(Data extracted from a collection)
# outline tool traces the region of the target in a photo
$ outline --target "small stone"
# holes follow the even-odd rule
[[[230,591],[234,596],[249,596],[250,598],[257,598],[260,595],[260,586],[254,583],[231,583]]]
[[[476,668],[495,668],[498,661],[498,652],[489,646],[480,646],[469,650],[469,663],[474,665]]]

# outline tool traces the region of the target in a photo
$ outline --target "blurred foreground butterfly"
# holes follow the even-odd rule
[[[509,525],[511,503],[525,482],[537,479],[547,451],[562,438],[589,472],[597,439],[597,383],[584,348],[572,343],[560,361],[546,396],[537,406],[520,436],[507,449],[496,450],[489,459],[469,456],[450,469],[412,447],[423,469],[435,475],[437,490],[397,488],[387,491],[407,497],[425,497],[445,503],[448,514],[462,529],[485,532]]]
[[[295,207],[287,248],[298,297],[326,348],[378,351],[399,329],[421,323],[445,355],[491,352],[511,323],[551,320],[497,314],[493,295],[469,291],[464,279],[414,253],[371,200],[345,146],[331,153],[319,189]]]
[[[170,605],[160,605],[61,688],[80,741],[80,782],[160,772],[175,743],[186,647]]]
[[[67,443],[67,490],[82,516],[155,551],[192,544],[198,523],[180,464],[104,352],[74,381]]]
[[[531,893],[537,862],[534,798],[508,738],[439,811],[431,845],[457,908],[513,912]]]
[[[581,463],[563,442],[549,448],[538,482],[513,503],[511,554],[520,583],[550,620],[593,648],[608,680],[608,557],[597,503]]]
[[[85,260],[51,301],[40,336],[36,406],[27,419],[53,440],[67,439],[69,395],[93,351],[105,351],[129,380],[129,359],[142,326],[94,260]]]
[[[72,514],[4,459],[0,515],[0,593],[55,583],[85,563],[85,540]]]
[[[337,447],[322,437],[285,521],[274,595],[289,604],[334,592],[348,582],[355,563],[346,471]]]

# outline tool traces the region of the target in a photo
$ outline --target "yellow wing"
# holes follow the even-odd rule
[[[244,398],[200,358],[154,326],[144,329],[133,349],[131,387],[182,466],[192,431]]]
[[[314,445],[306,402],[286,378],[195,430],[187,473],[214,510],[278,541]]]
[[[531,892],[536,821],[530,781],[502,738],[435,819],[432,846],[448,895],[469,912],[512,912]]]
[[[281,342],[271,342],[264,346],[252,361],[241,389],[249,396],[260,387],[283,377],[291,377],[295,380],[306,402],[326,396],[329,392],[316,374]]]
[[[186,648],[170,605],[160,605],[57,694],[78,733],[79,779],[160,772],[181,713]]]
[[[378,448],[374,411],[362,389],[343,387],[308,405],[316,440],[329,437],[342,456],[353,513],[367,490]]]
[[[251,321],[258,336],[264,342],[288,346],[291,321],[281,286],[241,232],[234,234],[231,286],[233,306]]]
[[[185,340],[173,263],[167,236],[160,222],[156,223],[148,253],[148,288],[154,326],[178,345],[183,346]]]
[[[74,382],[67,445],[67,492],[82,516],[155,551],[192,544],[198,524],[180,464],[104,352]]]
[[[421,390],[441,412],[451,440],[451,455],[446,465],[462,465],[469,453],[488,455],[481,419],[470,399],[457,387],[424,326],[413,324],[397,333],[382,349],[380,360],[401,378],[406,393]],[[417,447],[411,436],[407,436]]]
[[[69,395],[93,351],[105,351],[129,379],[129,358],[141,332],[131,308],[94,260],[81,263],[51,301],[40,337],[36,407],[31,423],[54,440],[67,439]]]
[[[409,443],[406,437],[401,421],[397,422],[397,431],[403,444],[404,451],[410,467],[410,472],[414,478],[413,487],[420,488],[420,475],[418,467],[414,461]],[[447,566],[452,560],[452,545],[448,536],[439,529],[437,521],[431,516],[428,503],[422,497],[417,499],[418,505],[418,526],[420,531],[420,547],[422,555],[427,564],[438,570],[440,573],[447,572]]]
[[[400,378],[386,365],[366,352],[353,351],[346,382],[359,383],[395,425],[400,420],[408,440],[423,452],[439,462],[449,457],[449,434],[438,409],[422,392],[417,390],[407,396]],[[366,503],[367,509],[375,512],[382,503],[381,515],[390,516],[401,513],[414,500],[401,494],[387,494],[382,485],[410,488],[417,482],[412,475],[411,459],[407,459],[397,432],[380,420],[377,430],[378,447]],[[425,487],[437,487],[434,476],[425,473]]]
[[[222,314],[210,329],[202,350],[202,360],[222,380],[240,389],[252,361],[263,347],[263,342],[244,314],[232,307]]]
---
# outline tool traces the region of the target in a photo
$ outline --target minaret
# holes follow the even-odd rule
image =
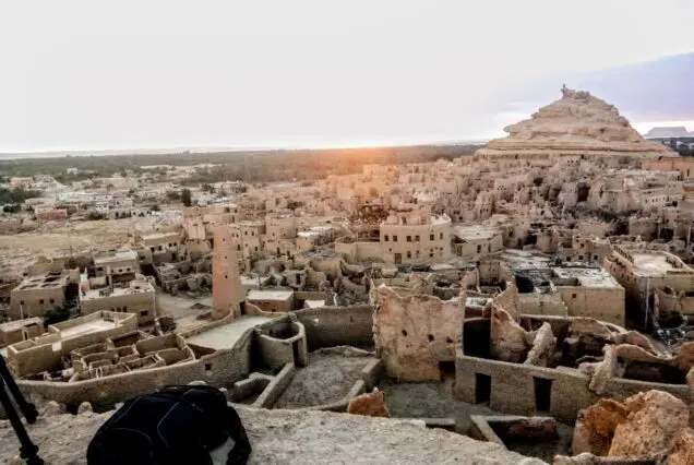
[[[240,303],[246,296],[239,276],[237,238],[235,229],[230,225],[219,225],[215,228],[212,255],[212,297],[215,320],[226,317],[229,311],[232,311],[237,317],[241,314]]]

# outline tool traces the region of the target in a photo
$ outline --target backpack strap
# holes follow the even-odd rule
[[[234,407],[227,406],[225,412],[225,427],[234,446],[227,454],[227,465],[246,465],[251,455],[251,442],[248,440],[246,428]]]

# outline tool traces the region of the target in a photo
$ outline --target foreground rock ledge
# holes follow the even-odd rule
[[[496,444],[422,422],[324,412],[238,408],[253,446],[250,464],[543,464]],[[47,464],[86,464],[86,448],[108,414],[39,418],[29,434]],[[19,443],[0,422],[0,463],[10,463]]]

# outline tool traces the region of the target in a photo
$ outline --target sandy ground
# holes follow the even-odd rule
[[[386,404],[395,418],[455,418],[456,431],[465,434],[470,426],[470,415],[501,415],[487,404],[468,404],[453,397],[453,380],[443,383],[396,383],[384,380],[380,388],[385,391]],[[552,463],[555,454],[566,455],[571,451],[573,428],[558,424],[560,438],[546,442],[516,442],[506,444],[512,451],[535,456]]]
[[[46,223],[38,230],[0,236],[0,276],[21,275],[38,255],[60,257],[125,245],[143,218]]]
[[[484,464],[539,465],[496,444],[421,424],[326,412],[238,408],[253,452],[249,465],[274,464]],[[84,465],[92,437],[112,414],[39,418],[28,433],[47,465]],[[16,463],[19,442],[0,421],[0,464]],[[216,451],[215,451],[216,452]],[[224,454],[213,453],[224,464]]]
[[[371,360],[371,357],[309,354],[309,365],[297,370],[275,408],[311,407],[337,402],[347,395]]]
---
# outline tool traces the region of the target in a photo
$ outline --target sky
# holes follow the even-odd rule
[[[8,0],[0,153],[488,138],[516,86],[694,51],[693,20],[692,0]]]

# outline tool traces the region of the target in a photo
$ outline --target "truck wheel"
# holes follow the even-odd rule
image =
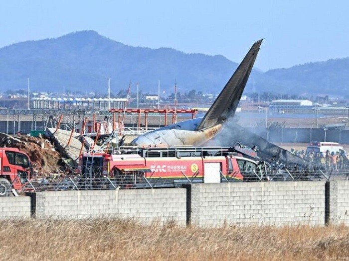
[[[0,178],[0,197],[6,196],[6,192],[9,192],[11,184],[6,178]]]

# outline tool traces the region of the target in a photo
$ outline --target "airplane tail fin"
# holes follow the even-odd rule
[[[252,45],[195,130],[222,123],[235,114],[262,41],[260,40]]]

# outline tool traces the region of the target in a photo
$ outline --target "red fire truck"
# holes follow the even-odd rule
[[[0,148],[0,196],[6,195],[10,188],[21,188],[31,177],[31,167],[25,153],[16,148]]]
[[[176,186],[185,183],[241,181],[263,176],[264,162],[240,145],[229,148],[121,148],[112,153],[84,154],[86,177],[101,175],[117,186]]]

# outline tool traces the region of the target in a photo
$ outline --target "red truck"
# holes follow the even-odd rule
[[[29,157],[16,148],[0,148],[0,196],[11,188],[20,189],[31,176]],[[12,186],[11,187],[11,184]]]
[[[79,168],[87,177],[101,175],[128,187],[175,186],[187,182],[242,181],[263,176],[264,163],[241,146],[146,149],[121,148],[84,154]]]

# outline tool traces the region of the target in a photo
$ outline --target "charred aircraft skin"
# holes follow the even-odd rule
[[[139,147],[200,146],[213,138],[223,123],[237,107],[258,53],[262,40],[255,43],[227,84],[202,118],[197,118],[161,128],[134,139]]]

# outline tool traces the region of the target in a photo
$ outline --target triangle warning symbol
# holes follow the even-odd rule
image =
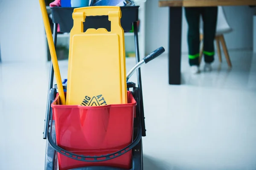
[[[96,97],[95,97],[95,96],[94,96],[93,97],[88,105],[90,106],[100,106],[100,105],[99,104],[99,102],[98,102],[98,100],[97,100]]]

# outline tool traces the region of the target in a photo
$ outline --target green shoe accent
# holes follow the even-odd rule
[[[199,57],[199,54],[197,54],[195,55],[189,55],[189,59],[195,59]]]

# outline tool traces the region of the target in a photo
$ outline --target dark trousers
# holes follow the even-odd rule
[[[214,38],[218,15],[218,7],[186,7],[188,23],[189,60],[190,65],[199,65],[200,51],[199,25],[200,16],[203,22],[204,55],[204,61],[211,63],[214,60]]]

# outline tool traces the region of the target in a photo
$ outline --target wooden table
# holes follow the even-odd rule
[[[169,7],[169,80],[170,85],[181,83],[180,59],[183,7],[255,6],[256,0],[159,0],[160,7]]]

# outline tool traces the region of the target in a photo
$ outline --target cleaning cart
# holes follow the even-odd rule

• Written task: Extract every line of the records that contains the string "truck", treating case as significant.

• Result:
$ outline --target "truck wheel"
$ outline --target "red fire truck"
$ outline --target "red truck"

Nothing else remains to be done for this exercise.